• SELECTED TEXT

Antigastroenteritic Activity

Seeds of C. sativa were reported to be used in paediatrics for treatment of gastroenteritis and as a gluten-free diet in cases of coeliac disease (Živković et al. 2009a, b). A new pyrrole alkaloid, methyl-(5-formyl-1H-pyrrole-2-yl)-4-hydroxybutyrate, was isolated from sweet chestnut seeds (Hiermann et al. 2002).

Antibacterial Activity

An ethyl acetate extract of C. sativa was shown to have pronounced antibacterial effects against seven of the eight strains of Gram-positive and Gram-negative bacteria used (MIC in the range of 64–256 μg/ml and MBC in the range of 256–512 μg/ml) (Basile et al. 2000). The active fraction contained rutin, hesperidin, quercetin, apigenin, morin, naringin, galangin and kaempferol. The highest bactericidal activity was shown by quercetin, rutin and apigenin. was tested.

Staphylococcal quorum sensing is encoded by the AGR locus and is responsible for the production of δ-hemolysin (Quave et al. 2011). Studies found that the extracts from three medicinal plants (Ballota nigra, Castanea sativa, and Sambucus ebulus) exhibited a dose-dependent response in the production of δ-hemolysin, indicating anti-quorum sensing activity in a pathogenic methicillin-resistant Staphylococcus aureus (MRSA) isolate.

• INFORMATION PROVIDED

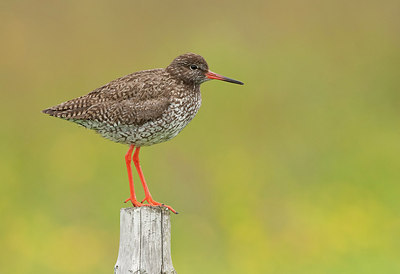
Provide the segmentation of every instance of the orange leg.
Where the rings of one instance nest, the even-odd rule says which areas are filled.
[[[132,148],[133,149],[133,148]],[[140,147],[136,147],[135,153],[133,154],[133,163],[135,164],[136,170],[139,174],[140,177],[140,181],[142,181],[142,185],[143,185],[143,189],[144,189],[144,194],[145,194],[145,198],[142,201],[142,203],[144,201],[147,201],[149,203],[149,205],[152,206],[165,206],[166,208],[168,208],[169,210],[171,210],[173,213],[178,214],[172,207],[168,206],[168,205],[164,205],[161,204],[159,202],[156,202],[153,200],[153,198],[151,197],[149,188],[147,187],[146,184],[146,180],[144,179],[144,175],[142,172],[142,168],[140,167],[140,163],[139,163],[139,151],[140,151]]]
[[[131,161],[132,161],[132,152],[133,149],[135,148],[134,145],[131,145],[129,147],[128,152],[125,155],[125,162],[126,162],[126,168],[128,169],[128,178],[129,178],[129,188],[131,191],[131,197],[129,197],[128,199],[125,200],[125,203],[127,201],[131,201],[133,206],[142,206],[142,203],[139,203],[136,200],[136,195],[135,195],[135,189],[133,187],[133,177],[132,177],[132,168],[131,168]]]

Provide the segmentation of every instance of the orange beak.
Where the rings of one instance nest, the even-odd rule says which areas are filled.
[[[238,85],[244,85],[244,83],[242,83],[242,82],[240,82],[238,80],[234,80],[234,79],[231,79],[231,78],[216,74],[216,73],[214,73],[214,72],[212,72],[210,70],[206,73],[206,77],[208,79],[216,79],[216,80],[221,80],[221,81],[234,83],[234,84],[238,84]]]

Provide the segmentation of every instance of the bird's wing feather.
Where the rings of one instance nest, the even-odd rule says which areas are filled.
[[[70,120],[142,124],[158,118],[169,106],[171,83],[163,73],[153,69],[129,74],[43,112]]]
[[[90,107],[83,115],[74,119],[96,120],[109,124],[142,125],[161,117],[168,108],[168,98],[147,100],[107,101]]]

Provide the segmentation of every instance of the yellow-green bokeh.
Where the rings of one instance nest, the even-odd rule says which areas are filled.
[[[185,52],[245,86],[204,84],[188,128],[142,149],[180,212],[178,273],[400,273],[399,10],[3,1],[0,273],[112,272],[127,147],[40,110]]]

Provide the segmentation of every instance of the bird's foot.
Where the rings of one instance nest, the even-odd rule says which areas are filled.
[[[173,213],[178,214],[178,212],[176,212],[175,209],[173,209],[173,208],[170,207],[169,205],[164,205],[164,204],[162,204],[162,203],[159,203],[159,202],[154,201],[153,198],[152,198],[151,196],[144,198],[143,201],[142,201],[142,203],[143,203],[144,201],[147,201],[147,202],[149,203],[149,204],[148,204],[149,206],[163,206],[163,207],[166,207],[166,208],[168,208],[169,210],[171,210]],[[142,204],[142,205],[144,205],[144,204]],[[146,204],[146,205],[147,205],[147,204]]]
[[[148,206],[148,205],[144,205],[143,202],[142,203],[138,202],[135,198],[132,198],[132,197],[129,197],[128,199],[126,199],[124,203],[126,203],[128,201],[131,201],[132,205],[134,207]]]

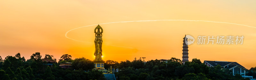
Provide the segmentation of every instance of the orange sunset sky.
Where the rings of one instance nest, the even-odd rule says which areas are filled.
[[[70,38],[89,42],[66,38],[67,31],[101,23],[157,20],[209,21],[255,27],[255,0],[0,0],[0,56],[4,58],[19,52],[28,59],[39,52],[42,57],[49,54],[57,60],[68,54],[73,59],[84,57],[92,60],[97,25],[67,34]],[[247,69],[256,66],[256,28],[186,21],[100,25],[104,31],[105,61],[132,60],[135,57],[146,57],[146,61],[172,57],[182,59],[182,38],[189,34],[196,39],[188,45],[190,61],[197,58],[202,62],[236,62]],[[199,35],[244,38],[242,45],[202,45],[196,44]]]

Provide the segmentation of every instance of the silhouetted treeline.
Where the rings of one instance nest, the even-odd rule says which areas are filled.
[[[45,56],[56,62],[53,56]],[[94,65],[92,61],[84,58],[72,60],[71,57],[64,55],[59,63],[53,64],[52,68],[43,65],[47,63],[42,61],[44,57],[39,52],[33,54],[27,61],[20,53],[4,60],[0,56],[0,80],[105,80],[101,72],[92,70]],[[65,69],[59,66],[60,63],[68,62],[72,63],[74,67]]]

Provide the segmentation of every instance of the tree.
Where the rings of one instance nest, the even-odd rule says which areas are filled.
[[[129,60],[126,60],[125,61],[121,61],[120,62],[120,64],[118,66],[118,68],[120,69],[123,68],[127,68],[129,66],[131,66],[132,65],[132,62]]]
[[[194,58],[192,59],[192,61],[191,61],[191,62],[197,63],[198,64],[201,64],[202,63],[201,62],[201,61],[200,61],[200,59],[196,59],[196,58]]]
[[[21,58],[21,57],[20,57],[20,53],[18,53],[16,55],[15,55],[15,57],[17,59]]]
[[[104,64],[104,68],[105,69],[110,68],[110,66],[112,66],[112,68],[118,68],[117,66],[119,63],[116,61],[114,61],[111,60],[107,60],[105,61]]]
[[[182,78],[182,80],[196,80],[196,75],[194,73],[189,73],[186,74],[184,76],[184,77]]]
[[[6,70],[8,67],[11,67],[11,62],[9,61],[9,59],[6,59],[4,60],[4,65],[2,67],[2,69]]]
[[[51,68],[49,66],[47,67],[47,68],[45,71],[44,73],[44,77],[45,79],[44,80],[55,80],[55,77],[52,74],[52,72],[51,70]]]
[[[8,74],[10,78],[12,79],[15,77],[15,75],[13,71],[12,71],[11,70],[10,67],[8,67],[7,69],[5,70],[5,73]]]
[[[42,56],[40,55],[40,52],[36,52],[32,54],[30,57],[30,60],[32,61],[38,62],[42,60],[41,58],[42,57]]]
[[[60,58],[59,59],[58,62],[60,62],[60,61],[64,60],[68,61],[69,59],[71,59],[72,57],[71,56],[71,55],[69,55],[68,54],[63,55],[62,55],[62,56],[60,57]]]
[[[8,74],[5,74],[5,72],[3,70],[0,70],[0,79],[10,80]]]
[[[51,60],[55,61],[55,62],[56,61],[56,59],[54,58],[53,56],[49,54],[45,54],[45,57]]]
[[[132,62],[132,66],[135,69],[141,68],[144,67],[144,64],[143,61],[141,60],[141,58],[138,60],[135,59]]]
[[[106,80],[102,72],[98,70],[89,71],[88,72],[88,77],[89,79]]]
[[[2,57],[1,57],[1,56],[0,56],[0,61],[4,61],[3,60],[3,58],[2,58]]]
[[[94,68],[94,63],[92,61],[84,58],[76,58],[72,63],[72,67],[73,69],[82,69],[84,70],[92,70]]]
[[[19,80],[23,80],[23,78],[22,77],[22,74],[21,74],[21,71],[20,68],[18,68],[16,70],[16,71],[14,72],[14,74],[16,75],[15,77]]]

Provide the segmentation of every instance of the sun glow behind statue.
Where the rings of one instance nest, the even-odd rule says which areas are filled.
[[[65,36],[66,38],[69,39],[71,39],[72,40],[76,41],[79,41],[81,42],[86,42],[86,43],[92,43],[92,42],[87,42],[87,41],[83,41],[79,40],[77,40],[71,38],[69,37],[68,37],[67,36],[68,34],[70,31],[75,30],[76,29],[79,29],[81,28],[89,27],[91,26],[94,26],[94,25],[97,25],[99,24],[111,24],[111,23],[123,23],[123,22],[152,22],[152,21],[190,21],[190,22],[212,22],[212,23],[225,23],[225,24],[231,24],[233,25],[238,25],[240,26],[245,26],[249,28],[256,28],[256,27],[253,26],[249,26],[247,25],[243,25],[243,24],[236,24],[236,23],[229,23],[229,22],[215,22],[215,21],[203,21],[203,20],[146,20],[146,21],[125,21],[125,22],[109,22],[109,23],[101,23],[101,24],[94,24],[92,25],[90,25],[89,26],[85,26],[80,27],[77,28],[74,28],[72,29],[71,29],[67,32],[66,32],[66,34],[65,34]],[[139,49],[137,48],[134,48],[133,47],[126,47],[126,46],[116,46],[116,45],[109,45],[109,44],[103,44],[103,45],[109,45],[111,46],[114,46],[118,47],[124,47],[124,48],[132,48],[132,49],[136,49],[138,50],[142,50],[144,51],[150,51],[152,52],[156,52],[158,53],[162,53],[159,52],[156,52],[154,51],[152,51],[150,50],[145,50],[143,49]],[[102,56],[103,57],[103,56]]]

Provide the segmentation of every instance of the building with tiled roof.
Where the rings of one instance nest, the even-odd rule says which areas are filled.
[[[239,74],[242,76],[245,76],[245,70],[247,69],[236,62],[219,61],[206,61],[204,63],[209,67],[213,67],[220,65],[221,68],[228,69],[233,71],[233,75]]]

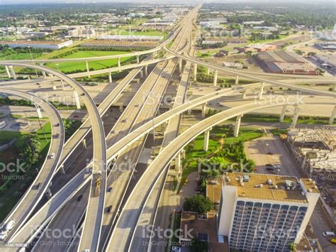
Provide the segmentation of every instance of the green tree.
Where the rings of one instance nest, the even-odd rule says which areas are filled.
[[[191,197],[186,197],[183,204],[185,211],[196,212],[204,214],[212,209],[213,204],[209,198],[201,195],[196,195]]]

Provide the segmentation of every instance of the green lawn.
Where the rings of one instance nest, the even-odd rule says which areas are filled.
[[[42,55],[42,53],[32,53],[33,58],[36,58]],[[27,60],[30,59],[30,54],[29,53],[20,53],[16,54],[11,54],[6,55],[3,53],[0,53],[0,60]]]
[[[167,33],[159,31],[129,31],[123,30],[118,33],[119,35],[142,35],[148,36],[165,36]]]
[[[188,175],[198,170],[198,158],[204,158],[205,157],[213,153],[215,150],[220,148],[220,144],[211,138],[211,135],[215,135],[218,139],[222,138],[223,136],[230,136],[230,130],[225,128],[215,127],[210,131],[209,146],[207,151],[203,150],[204,143],[204,134],[198,136],[194,141],[186,146],[186,158],[183,160],[183,167],[189,161],[189,165],[182,171],[182,177],[178,192],[186,181]],[[262,136],[263,133],[256,128],[241,127],[238,137],[226,137],[224,138],[224,148],[230,145],[231,143],[236,143],[240,140],[247,141]],[[224,162],[225,160],[223,160]],[[231,163],[230,160],[225,160]]]
[[[242,117],[242,122],[255,123],[279,123],[279,116],[276,115],[257,115],[257,114],[245,114]],[[285,117],[284,123],[291,124],[292,121],[291,117]],[[329,118],[321,116],[299,116],[298,124],[328,124]],[[334,121],[334,124],[336,121]]]
[[[76,57],[98,57],[98,56],[107,56],[107,55],[115,55],[118,54],[125,54],[129,53],[130,52],[124,51],[96,51],[96,50],[89,50],[89,51],[78,51],[70,55],[64,57],[64,58],[71,59]],[[121,57],[121,62],[123,62],[127,60],[130,59],[130,57]],[[49,67],[54,68],[57,70],[57,63],[47,63],[46,65]],[[64,72],[72,72],[75,70],[86,71],[86,65],[85,62],[59,62],[58,68],[60,71]],[[99,61],[89,61],[89,67],[94,68],[97,70],[99,69],[111,67],[118,65],[118,59],[109,59]]]
[[[26,172],[21,175],[20,178],[18,178],[16,181],[11,180],[7,184],[1,191],[0,194],[0,221],[6,217],[6,216],[11,212],[14,205],[20,199],[22,195],[25,193],[26,190],[30,185],[34,178],[35,177],[38,170],[40,170],[42,167],[45,157],[49,149],[49,144],[50,143],[51,138],[51,125],[50,123],[45,124],[43,129],[36,131],[38,134],[40,145],[40,157],[39,161],[30,167]],[[0,141],[8,141],[13,137],[18,138],[18,141],[16,142],[12,148],[6,149],[4,153],[0,153],[1,155],[13,155],[13,158],[15,160],[17,158],[16,150],[23,143],[23,136],[26,135],[27,133],[13,132],[13,131],[1,131],[0,134]],[[1,160],[0,156],[0,160]],[[3,160],[3,159],[2,159]]]

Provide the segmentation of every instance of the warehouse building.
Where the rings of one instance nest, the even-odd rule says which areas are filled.
[[[318,75],[319,70],[295,53],[279,51],[264,51],[257,55],[261,65],[269,72]]]
[[[67,41],[45,41],[45,40],[0,40],[0,45],[8,45],[11,48],[28,48],[59,50],[72,45],[72,40]]]
[[[99,39],[118,41],[159,41],[163,36],[151,36],[142,35],[109,35],[101,36]]]

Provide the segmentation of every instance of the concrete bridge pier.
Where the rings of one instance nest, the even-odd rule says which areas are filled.
[[[47,196],[47,198],[48,198],[48,199],[52,197],[50,188],[47,189],[47,191],[45,192],[45,196]]]
[[[197,80],[197,64],[194,64],[194,81]]]
[[[6,70],[6,73],[7,74],[8,77],[11,78],[11,73],[9,72],[9,67],[5,65],[5,70]]]
[[[218,77],[218,70],[215,70],[215,74],[213,75],[213,86],[217,86],[217,78]]]
[[[89,78],[91,78],[91,76],[90,76],[90,68],[89,67],[89,62],[86,60],[85,62],[85,64],[86,65],[86,72],[87,72],[87,77]]]
[[[13,67],[12,65],[10,65],[9,68],[11,69],[11,76],[13,76],[13,80],[17,80],[16,75],[15,74],[14,67]]]
[[[181,168],[181,153],[179,153],[175,158],[175,170],[180,172]]]
[[[82,139],[82,144],[83,145],[84,148],[86,148],[86,139]]]
[[[237,116],[235,119],[235,131],[233,133],[233,136],[235,137],[237,137],[239,134],[239,128],[240,128],[240,121],[242,121],[242,114],[239,115]]]
[[[260,89],[259,89],[259,95],[258,95],[258,99],[262,99],[262,93],[264,92],[264,87],[265,86],[265,83],[262,82],[262,85],[260,86]]]
[[[210,129],[204,132],[204,143],[203,145],[203,150],[207,151],[209,148],[209,136],[210,136]]]
[[[284,105],[282,107],[282,111],[281,111],[281,114],[280,115],[280,122],[283,123],[284,119],[285,119],[285,113],[286,113],[286,109],[287,109],[287,105]]]
[[[329,124],[332,124],[334,123],[335,116],[336,116],[336,106],[334,107],[334,110],[331,113],[330,118],[329,119]]]
[[[76,90],[74,90],[74,102],[76,102],[76,106],[77,109],[80,109],[81,103],[79,102],[79,96],[78,95],[78,93]]]
[[[38,106],[37,104],[34,104],[35,109],[36,109],[36,113],[38,113],[38,116],[39,119],[42,118],[41,108]]]
[[[247,90],[244,90],[242,92],[242,99],[245,99],[246,98],[246,92],[247,92]]]
[[[298,109],[298,106],[296,106],[294,109],[294,114],[293,115],[293,121],[291,125],[291,128],[294,128],[296,126],[296,123],[298,122],[299,112],[300,112],[300,109]]]
[[[65,175],[65,166],[64,165],[62,165],[61,167],[60,168],[60,170],[61,171],[61,173],[62,175]]]
[[[203,118],[206,117],[206,104],[208,104],[208,102],[206,102],[202,105],[202,117]]]

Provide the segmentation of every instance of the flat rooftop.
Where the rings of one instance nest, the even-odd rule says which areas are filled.
[[[13,44],[44,44],[44,45],[59,45],[62,44],[70,40],[0,40],[0,44],[2,45],[13,45]]]
[[[296,177],[228,172],[225,186],[237,187],[239,197],[308,203]]]

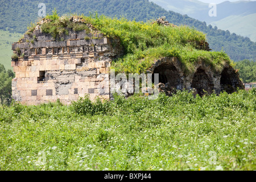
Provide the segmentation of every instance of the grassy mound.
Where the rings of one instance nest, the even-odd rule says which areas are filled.
[[[42,25],[43,31],[56,38],[68,33],[67,28],[89,31],[86,25],[91,24],[108,37],[119,38],[125,54],[112,64],[116,72],[145,72],[154,60],[166,56],[178,57],[187,73],[195,71],[195,65],[198,61],[204,61],[216,71],[232,63],[222,51],[197,49],[199,42],[205,42],[206,35],[193,28],[164,26],[149,22],[130,21],[125,18],[112,19],[104,15],[98,16],[97,14],[90,16],[80,15],[82,22],[74,23],[69,21],[71,16],[59,17],[56,11],[53,11],[52,15],[46,17],[48,21]],[[28,32],[32,30],[30,27]]]

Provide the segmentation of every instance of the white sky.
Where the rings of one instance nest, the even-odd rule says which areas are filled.
[[[198,1],[201,1],[203,2],[206,2],[208,3],[213,3],[218,4],[222,2],[227,1],[230,1],[230,2],[235,2],[235,1],[240,1],[241,0],[198,0]],[[242,1],[243,1],[243,0],[242,0]],[[250,1],[256,1],[256,0],[250,0]],[[243,1],[245,1],[243,0]],[[247,1],[248,1],[248,0]]]

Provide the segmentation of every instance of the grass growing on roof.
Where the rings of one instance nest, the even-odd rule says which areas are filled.
[[[221,69],[226,63],[232,63],[222,51],[196,49],[197,43],[205,42],[206,35],[193,28],[163,26],[149,22],[128,20],[125,18],[110,18],[98,16],[97,13],[90,16],[80,16],[85,23],[77,23],[71,22],[69,18],[71,15],[69,16],[59,17],[53,11],[52,15],[46,17],[50,21],[42,25],[43,31],[56,38],[67,33],[67,28],[76,31],[87,30],[86,24],[88,23],[108,37],[119,38],[125,53],[112,65],[117,73],[145,72],[154,60],[166,56],[178,57],[186,72],[195,71],[195,65],[198,61],[205,61],[216,71]]]

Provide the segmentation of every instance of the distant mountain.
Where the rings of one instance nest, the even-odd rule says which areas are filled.
[[[207,26],[205,22],[187,15],[168,11],[148,0],[2,0],[0,29],[24,34],[30,23],[36,21],[40,3],[46,4],[47,13],[51,13],[56,7],[60,15],[77,13],[89,15],[90,12],[97,11],[100,15],[118,18],[124,16],[137,21],[152,20],[165,16],[170,23],[193,26],[207,34],[210,48],[213,51],[220,51],[223,47],[223,50],[235,61],[256,60],[256,43],[250,39]]]
[[[209,4],[197,0],[150,0],[166,10],[205,22],[208,24],[247,36],[256,42],[256,1],[225,1],[216,6],[217,16],[209,16]],[[214,1],[213,1],[214,2]]]

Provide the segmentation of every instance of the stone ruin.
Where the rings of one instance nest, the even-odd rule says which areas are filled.
[[[74,18],[70,20],[81,20]],[[13,44],[12,49],[18,56],[11,61],[15,73],[13,98],[27,105],[57,99],[68,105],[85,94],[92,100],[97,97],[110,99],[109,88],[104,94],[100,92],[99,85],[108,83],[98,76],[109,76],[112,61],[123,53],[118,39],[108,38],[97,31],[89,33],[69,30],[68,35],[56,41],[51,35],[42,32],[40,24]],[[159,74],[160,91],[167,95],[176,89],[194,88],[201,96],[204,90],[208,93],[214,90],[218,94],[244,89],[237,71],[228,65],[216,72],[199,63],[195,72],[186,75],[176,57],[163,57],[156,60],[147,72]]]

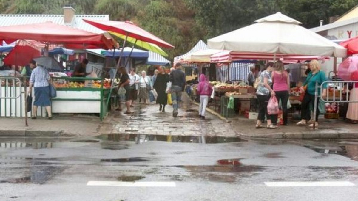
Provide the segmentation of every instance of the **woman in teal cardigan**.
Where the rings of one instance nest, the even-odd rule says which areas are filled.
[[[317,60],[313,60],[309,64],[309,66],[311,71],[306,79],[306,81],[303,84],[304,86],[307,86],[306,90],[306,94],[303,100],[301,105],[301,120],[297,123],[297,125],[305,125],[307,122],[310,120],[311,111],[310,110],[310,104],[312,106],[312,108],[314,108],[313,105],[314,104],[315,92],[316,90],[316,82],[318,83],[319,86],[320,86],[323,82],[326,80],[326,74],[324,72],[320,70],[321,66],[319,62]],[[326,96],[326,85],[324,85],[323,89],[321,90],[322,96],[324,99]],[[316,113],[315,124],[316,126],[318,126],[318,115],[319,114],[319,110],[318,109],[318,103],[319,99],[317,100],[317,112]],[[310,127],[313,127],[313,124],[310,124]]]

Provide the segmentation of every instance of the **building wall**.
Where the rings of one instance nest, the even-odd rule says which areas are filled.
[[[338,39],[348,39],[358,36],[358,23],[328,30],[327,35],[334,36]]]

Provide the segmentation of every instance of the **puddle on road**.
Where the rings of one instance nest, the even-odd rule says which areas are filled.
[[[39,165],[41,163],[34,162],[25,174],[28,176],[8,179],[0,181],[0,183],[24,184],[31,183],[42,184],[64,170],[63,167],[49,165]]]
[[[190,178],[226,183],[234,182],[265,169],[262,166],[241,165],[189,166],[184,168],[190,173]]]
[[[122,175],[118,177],[117,178],[117,180],[120,181],[132,182],[140,180],[145,178],[145,177],[143,176],[127,176]]]
[[[11,141],[0,143],[0,149],[16,149],[31,148],[34,149],[52,149],[53,143],[48,142],[27,142]]]
[[[133,141],[140,142],[147,141],[161,141],[172,142],[200,144],[217,144],[247,141],[239,137],[216,136],[160,135],[137,134],[111,134],[100,135],[98,137],[103,140],[120,142]]]
[[[101,159],[101,162],[129,162],[147,161],[149,160],[142,157],[133,157],[125,159]]]
[[[241,165],[240,159],[223,159],[218,161],[218,164],[222,165]]]
[[[97,142],[100,142],[100,141],[97,140],[72,140],[71,141],[71,142],[88,142],[90,143],[96,143]]]

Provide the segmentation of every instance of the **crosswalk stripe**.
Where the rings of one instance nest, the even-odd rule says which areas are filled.
[[[265,182],[269,187],[295,187],[306,186],[353,186],[354,184],[349,181],[304,181]]]
[[[175,187],[176,186],[175,182],[174,182],[138,181],[126,182],[100,181],[90,181],[87,182],[87,185],[135,187]]]

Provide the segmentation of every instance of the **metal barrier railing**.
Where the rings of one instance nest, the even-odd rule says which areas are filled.
[[[0,77],[0,117],[25,117],[27,126],[26,80],[26,77]]]
[[[322,82],[319,86],[318,83],[316,82],[315,91],[314,105],[313,107],[314,129],[315,128],[317,105],[318,104],[318,98],[324,102],[358,102],[358,100],[350,100],[350,91],[355,89],[355,84],[358,84],[358,81],[325,81]],[[350,90],[350,85],[352,85],[352,89]],[[324,87],[324,86],[326,87]],[[326,89],[325,94],[325,98],[318,94],[318,92],[321,89]],[[337,93],[338,92],[338,93]]]

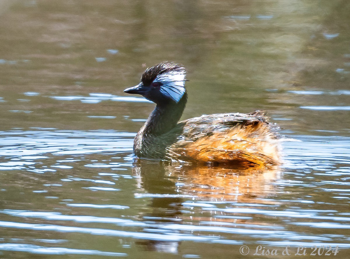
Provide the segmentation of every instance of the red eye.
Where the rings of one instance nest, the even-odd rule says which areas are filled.
[[[152,86],[154,87],[155,88],[156,88],[157,87],[159,87],[161,85],[160,83],[158,83],[157,82],[154,82],[152,83]]]

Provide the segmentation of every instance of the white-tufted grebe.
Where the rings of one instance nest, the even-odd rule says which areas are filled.
[[[156,105],[134,141],[141,158],[270,166],[280,163],[277,127],[264,113],[203,115],[178,122],[187,95],[181,66],[148,68],[138,85],[124,90]]]

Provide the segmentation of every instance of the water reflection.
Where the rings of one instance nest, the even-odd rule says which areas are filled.
[[[167,165],[136,159],[133,168],[140,188],[149,193],[180,192],[207,201],[250,202],[273,192],[278,167],[269,169],[198,165]],[[164,196],[166,197],[166,196]]]
[[[210,214],[215,216],[218,204],[232,202],[254,203],[257,198],[262,199],[274,192],[272,182],[279,178],[280,174],[278,168],[264,170],[177,165],[135,159],[132,172],[139,177],[136,178],[138,188],[140,192],[146,192],[147,196],[151,199],[148,205],[151,210],[140,215],[144,220],[162,225],[174,224],[182,222],[184,215],[193,214],[191,210],[194,208],[210,211]],[[235,218],[244,220],[249,217],[238,216]],[[205,223],[202,222],[202,224]],[[157,232],[159,227],[155,226],[145,230]],[[174,230],[177,231],[178,229]],[[204,230],[205,227],[200,229]],[[178,252],[179,244],[176,242],[149,240],[138,243],[147,250]]]
[[[349,3],[0,0],[0,257],[346,257]],[[301,141],[281,168],[133,164],[154,106],[122,90],[167,60],[183,119],[264,110]]]

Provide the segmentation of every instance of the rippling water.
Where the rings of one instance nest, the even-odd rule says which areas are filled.
[[[0,258],[348,257],[347,1],[0,7]],[[122,91],[167,59],[188,70],[184,118],[266,110],[283,164],[136,159],[154,105]]]

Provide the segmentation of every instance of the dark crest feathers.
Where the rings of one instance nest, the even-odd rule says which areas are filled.
[[[180,65],[165,61],[147,68],[142,74],[141,81],[144,85],[149,85],[159,75],[170,71],[184,70],[185,69]]]

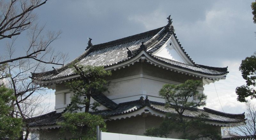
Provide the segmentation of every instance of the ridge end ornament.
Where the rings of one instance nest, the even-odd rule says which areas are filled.
[[[87,38],[87,39],[88,38]],[[88,41],[88,43],[87,43],[87,44],[88,44],[88,46],[86,48],[85,50],[87,50],[88,48],[90,48],[93,46],[92,43],[92,39],[89,38],[89,40]]]
[[[166,26],[166,31],[167,32],[170,32],[171,31],[173,31],[174,30],[173,26],[172,25],[172,18],[171,18],[171,15],[170,15],[166,19],[168,19],[168,24],[167,24]]]

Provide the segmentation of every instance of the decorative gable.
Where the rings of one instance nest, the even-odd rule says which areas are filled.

• EXERCISE 1
In the sweet chestnut text, rewrite everything from "Antibacterial Activity" down to "apigenin. was tested.", putting "methanol" in place of "ethyl acetate".
• EXERCISE 2
Carry the sweet chestnut text on from its final sentence.

• ANSWER SECTION 1
Antibacterial Activity

An methanol extract of C. sativa was shown to have pronounced antibacterial effects against seven of the eight strains of Gram-positive and Gram-negative bacteria used (MIC in the range of 64–256 μg/ml and MBC in the range of 256–512 μg/ml) (Basile et al. 2000). The active fraction contained rutin, hesperidin, quercetin, apigenin, morin, naringin, galangin and kaempferol. The highest bactericidal activity was shown by quercetin, rutin and apigenin. was tested.

• ANSWER SECTION 2
Antithrombin Activity

Of selected Slovak medicinal plants, the methanol extract of C. sativa exhibited the most distinct inhibition activity to thrombin with IC₅₀  =  73.2 μg/ml (Jedinak et al. 2010). The methanol extract also had strong inhibition activity to protease trypsin with IC₅₀ values below 10 μg/ml.

Antidiarrhoeal Activity

Stop Fitan^®, a dietary supplement based on the bioactive purified natural extract of chestnut (Castanea sativa) wood and Saccharomyces boulardii, a nonpathogenic yeast strain has been proposed as a co-adjuvant in the therapy of diarrhea (Budriesi et al. 2010). Studies showed that natural extract of chestnut wood rich in hydrolyzable tannins, exerted spasmolytic effects in guinea pig ileum and proximal colon. The findings, coupled with the antibacterial, antiviral, and antispasmodic properties of tannins, suggest that the combination of chestnut tannins and S. boulardii may be relevant to treat diarrhea by Stop Fitan^®.

Hypersensitivity Problem

Only occasionally does chestnut cause hypersensitivity. There were only a few reported cases, depending on cross-reactivity in previously latex-hypersensitive patients. The case of oral allergy syndrome to chestnut appeared to be a manifestation of immediate IgE-dependent hypersensitivity resulting from direct contact between food and the oral mucosa (Antico 1996).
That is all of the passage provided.